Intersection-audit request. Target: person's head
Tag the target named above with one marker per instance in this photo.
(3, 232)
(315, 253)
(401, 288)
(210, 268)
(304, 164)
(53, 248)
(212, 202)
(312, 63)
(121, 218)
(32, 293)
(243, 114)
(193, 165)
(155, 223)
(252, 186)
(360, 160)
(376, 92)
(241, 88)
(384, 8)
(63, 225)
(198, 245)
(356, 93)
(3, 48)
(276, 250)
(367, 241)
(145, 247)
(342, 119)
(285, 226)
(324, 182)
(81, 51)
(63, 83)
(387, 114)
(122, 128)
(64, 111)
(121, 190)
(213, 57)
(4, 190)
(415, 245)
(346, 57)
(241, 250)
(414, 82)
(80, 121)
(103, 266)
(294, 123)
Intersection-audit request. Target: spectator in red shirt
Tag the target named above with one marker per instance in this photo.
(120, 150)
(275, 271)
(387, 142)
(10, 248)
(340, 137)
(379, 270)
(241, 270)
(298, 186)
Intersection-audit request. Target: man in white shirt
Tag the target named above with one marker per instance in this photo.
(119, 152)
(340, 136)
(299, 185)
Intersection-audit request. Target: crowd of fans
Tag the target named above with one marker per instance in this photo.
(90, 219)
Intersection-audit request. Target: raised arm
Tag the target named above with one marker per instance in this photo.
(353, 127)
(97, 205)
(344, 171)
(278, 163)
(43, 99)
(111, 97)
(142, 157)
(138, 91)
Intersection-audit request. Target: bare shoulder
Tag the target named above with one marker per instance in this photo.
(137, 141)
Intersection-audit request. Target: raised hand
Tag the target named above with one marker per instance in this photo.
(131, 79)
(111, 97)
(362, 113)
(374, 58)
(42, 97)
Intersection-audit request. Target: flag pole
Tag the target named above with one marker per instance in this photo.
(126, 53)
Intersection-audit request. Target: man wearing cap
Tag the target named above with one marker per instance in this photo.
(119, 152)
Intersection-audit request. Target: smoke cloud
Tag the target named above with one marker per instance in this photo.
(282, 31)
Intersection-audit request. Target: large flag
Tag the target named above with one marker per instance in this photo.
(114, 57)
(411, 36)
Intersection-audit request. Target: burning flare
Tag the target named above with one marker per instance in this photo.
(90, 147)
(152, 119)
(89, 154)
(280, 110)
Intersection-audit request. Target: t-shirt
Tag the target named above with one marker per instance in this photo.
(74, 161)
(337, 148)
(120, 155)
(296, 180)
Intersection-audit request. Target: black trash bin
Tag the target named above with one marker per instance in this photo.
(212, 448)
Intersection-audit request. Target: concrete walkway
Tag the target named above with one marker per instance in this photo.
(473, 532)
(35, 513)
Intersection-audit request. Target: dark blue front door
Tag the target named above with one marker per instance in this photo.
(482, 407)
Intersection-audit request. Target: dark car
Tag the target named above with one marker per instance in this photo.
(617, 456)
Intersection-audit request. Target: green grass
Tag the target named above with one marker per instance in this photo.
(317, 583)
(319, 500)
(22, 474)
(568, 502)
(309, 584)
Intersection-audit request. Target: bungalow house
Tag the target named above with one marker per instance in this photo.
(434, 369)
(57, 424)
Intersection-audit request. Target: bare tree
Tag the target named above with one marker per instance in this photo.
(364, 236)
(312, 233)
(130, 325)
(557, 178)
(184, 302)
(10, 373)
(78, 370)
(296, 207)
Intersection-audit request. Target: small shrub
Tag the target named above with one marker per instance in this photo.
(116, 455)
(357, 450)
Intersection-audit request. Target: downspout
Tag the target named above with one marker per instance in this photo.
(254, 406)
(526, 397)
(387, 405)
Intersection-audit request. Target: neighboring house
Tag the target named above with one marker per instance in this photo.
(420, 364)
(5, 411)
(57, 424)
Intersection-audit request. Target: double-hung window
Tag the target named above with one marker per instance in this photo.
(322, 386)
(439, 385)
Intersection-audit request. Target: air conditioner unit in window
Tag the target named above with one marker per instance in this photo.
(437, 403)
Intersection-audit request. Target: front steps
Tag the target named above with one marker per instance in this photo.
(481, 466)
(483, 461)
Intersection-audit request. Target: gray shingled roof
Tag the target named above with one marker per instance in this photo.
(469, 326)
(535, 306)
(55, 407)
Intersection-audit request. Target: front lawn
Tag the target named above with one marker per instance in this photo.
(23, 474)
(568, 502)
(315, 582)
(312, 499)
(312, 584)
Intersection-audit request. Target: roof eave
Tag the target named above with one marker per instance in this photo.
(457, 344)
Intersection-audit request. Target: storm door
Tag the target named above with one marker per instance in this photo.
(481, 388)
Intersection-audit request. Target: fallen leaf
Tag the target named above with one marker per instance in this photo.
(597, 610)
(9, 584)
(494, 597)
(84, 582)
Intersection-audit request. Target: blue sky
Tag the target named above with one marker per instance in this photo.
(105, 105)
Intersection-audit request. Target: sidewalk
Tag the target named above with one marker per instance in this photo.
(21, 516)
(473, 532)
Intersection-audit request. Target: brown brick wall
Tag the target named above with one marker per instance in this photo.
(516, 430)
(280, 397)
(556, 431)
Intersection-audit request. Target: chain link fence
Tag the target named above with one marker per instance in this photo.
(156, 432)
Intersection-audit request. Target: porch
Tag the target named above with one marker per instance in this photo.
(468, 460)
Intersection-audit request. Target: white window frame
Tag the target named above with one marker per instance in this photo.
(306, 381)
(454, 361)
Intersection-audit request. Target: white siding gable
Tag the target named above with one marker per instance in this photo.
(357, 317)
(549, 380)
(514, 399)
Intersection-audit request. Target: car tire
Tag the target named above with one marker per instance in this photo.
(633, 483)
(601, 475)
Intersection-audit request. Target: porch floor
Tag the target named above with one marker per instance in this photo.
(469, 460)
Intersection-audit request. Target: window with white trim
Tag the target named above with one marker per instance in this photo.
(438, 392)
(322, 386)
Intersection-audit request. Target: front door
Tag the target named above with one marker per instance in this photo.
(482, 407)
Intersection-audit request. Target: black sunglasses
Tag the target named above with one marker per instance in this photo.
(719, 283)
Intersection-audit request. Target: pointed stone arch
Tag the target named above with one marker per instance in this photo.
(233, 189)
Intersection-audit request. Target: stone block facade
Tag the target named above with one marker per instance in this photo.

____

- Requirement
Your reply should consist solely of the number of lines above that contain the word "flag".

- Result of this exercise
2